Goal of the exercise. Below are the records; copy every line in them that holds the string "this".

Data supplied.
-*-*-
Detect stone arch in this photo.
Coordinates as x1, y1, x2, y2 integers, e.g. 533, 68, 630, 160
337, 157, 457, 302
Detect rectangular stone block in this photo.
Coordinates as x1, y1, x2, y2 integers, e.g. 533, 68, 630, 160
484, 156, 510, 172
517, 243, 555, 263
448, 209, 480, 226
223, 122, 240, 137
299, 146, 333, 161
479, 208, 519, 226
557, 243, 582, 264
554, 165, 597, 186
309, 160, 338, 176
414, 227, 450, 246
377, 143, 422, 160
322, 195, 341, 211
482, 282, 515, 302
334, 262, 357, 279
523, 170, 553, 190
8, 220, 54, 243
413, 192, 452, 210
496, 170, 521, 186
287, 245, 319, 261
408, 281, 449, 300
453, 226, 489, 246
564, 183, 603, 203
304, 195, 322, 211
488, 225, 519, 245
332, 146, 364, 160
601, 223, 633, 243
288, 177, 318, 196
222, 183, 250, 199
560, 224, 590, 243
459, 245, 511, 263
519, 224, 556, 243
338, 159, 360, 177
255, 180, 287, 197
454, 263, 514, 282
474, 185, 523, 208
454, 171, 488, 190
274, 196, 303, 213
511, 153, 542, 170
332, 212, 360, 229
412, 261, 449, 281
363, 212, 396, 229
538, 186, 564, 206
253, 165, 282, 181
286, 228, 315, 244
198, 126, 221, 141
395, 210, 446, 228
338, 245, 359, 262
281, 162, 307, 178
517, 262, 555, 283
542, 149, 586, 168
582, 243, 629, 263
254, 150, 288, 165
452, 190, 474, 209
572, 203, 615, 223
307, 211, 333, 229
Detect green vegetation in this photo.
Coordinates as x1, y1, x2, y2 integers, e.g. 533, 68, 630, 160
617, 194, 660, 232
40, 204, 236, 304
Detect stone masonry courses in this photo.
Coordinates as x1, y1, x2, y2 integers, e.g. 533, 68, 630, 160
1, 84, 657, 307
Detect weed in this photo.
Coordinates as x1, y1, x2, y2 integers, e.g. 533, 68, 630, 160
-*-*-
Task response.
Detect stone arch in this photo.
Detect rectangular stone block in this photo.
Detect green vegetation in this photo.
Detect stone masonry courses in this photo.
Detect weed in this photo.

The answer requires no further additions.